AIM OF THE EXERCISE - Scan the records beneath this line for the line holding "[indicate] bicycle front" and the line holding "Query: bicycle front wheel", then transcribe exactly those two and all lines between.

SUPPLIED RECORDS -
================================
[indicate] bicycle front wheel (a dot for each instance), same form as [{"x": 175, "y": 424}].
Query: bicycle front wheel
================================
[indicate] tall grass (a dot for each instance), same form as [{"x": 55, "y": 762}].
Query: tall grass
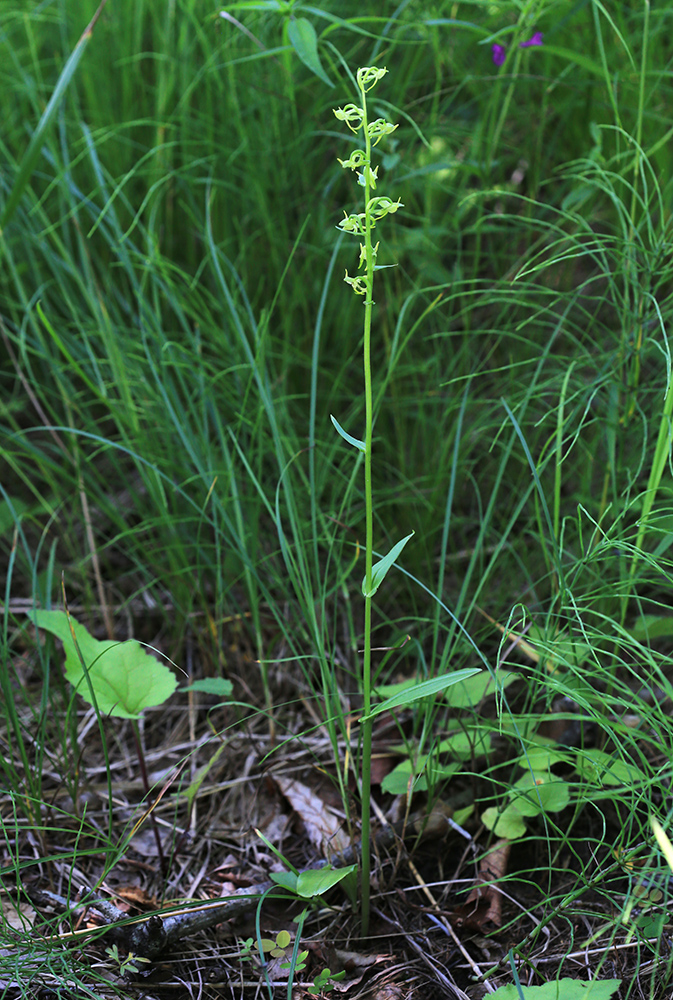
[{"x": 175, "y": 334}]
================================
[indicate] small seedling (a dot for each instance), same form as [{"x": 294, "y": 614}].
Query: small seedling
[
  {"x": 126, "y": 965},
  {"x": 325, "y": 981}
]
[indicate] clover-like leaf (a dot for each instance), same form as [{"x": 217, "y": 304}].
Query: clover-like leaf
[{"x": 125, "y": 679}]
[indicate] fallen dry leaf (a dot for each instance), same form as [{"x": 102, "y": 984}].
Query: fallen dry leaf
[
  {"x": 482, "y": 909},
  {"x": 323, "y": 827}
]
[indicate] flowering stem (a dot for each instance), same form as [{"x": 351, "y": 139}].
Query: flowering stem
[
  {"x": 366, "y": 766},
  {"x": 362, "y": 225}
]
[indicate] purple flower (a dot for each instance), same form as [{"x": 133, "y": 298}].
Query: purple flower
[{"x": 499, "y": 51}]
================================
RESPONSE AREA -
[indicate] bicycle front wheel (a dot for each instance), same form as [{"x": 175, "y": 424}].
Query: bicycle front wheel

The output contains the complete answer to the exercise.